**INSTRUCTIONS FOR THE TASK**
What appears from the first line of the data below through the line containing "box: [416, 373, 443, 392]", both included, should be copied exactly, and nothing else.

BEGIN

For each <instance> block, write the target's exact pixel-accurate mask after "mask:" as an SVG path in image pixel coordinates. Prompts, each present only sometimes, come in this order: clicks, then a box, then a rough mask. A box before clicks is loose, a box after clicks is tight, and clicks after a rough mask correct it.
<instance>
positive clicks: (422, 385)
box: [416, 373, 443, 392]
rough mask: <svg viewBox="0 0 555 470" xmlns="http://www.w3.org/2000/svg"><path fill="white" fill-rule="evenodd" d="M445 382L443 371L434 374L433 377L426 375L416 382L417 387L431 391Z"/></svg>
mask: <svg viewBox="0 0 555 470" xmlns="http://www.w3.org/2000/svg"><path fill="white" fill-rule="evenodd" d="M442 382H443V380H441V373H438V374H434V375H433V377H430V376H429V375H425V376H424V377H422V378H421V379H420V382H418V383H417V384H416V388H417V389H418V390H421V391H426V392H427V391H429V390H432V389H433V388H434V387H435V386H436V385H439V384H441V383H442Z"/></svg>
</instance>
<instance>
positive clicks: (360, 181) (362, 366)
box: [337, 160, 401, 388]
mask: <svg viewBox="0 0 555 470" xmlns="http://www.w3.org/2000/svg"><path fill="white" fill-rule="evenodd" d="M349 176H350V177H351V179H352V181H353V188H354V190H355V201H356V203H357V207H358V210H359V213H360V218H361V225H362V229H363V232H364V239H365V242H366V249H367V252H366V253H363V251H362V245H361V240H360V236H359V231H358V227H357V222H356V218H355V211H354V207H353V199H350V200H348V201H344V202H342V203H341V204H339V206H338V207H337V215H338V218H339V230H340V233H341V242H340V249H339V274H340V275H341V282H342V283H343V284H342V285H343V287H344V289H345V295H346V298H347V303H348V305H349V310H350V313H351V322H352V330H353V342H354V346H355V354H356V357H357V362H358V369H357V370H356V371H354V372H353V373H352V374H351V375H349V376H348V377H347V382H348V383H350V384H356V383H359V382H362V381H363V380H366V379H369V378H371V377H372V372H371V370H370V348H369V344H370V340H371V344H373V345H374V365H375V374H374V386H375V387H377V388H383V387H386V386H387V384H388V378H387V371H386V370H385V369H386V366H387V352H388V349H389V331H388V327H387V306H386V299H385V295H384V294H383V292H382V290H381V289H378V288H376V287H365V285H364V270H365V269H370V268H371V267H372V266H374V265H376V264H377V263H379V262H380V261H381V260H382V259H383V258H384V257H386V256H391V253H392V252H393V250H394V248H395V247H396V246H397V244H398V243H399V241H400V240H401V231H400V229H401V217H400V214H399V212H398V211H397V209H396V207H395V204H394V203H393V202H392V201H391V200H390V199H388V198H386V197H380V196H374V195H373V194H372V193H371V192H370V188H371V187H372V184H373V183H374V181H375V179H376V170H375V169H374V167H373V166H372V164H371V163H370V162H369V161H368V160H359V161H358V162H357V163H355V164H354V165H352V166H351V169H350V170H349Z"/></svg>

END

**SOLUTION TO THE EXERCISE**
For each <instance> block, write the target's exact pixel-accurate mask after "mask:" as an SVG path in image pixel coordinates. Prompts, each present only sometimes, come in this order: clicks, then a box, then a rough mask. A box before clicks is loose, a box after clicks is tight, and clicks after a rough mask correct it.
<instance>
positive clicks: (422, 385)
box: [416, 373, 443, 392]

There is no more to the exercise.